Brief: Copy out every line of the records below word for word, leaving out the pictures.

______

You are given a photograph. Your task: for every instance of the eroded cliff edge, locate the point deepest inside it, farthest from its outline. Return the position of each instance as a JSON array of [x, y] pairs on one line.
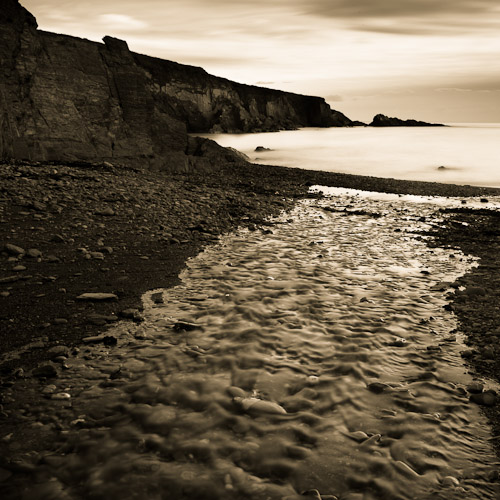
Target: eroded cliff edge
[[63, 98]]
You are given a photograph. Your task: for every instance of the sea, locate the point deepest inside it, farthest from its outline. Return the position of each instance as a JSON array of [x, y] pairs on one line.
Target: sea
[[460, 153]]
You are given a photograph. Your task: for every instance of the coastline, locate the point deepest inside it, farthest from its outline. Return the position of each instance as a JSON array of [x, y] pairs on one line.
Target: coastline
[[105, 229]]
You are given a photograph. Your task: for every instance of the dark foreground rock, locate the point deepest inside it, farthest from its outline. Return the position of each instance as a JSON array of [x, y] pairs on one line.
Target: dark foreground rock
[[81, 243]]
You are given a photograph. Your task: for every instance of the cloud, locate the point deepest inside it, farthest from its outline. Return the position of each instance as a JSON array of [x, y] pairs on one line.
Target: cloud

______

Result:
You are given a photograph. Your task: for every instance of the eroded cliff edge, locate the point deepest inside it, farthest from its outline. Return the position of each instance as a JSON array of [x, y] pairs on one line.
Target: eroded cliff edge
[[63, 98]]
You are given a photograph. Your task: for every instance of the sea, locate the point deepest inside it, farthest from its outline. Return the position of each instance as a JSON array of [x, y] pairs on one line.
Target: sea
[[460, 153]]
You are given a photograph. Your task: for every instance of the coastline, locate the point deepest inside it, farthest from its outline. Return the position of each instance as a JSON array of [x, y] pairs on one line.
Target: coastline
[[105, 229]]
You are given a photograph. Your task: for every instance of the dark foreground rock, locate the point deepest inside it, farthest from its outline. Return the position of each instance as a JSON array of [x, y] pairs on one line.
Target: dark foreground rock
[[81, 243]]
You are given a photograph. Your task: for every instance of the cloud, locate the point deepest inside it, farthest from its outline. Return the position of each instance as a JSON array of [x, y] pairs on one line.
Target: cloud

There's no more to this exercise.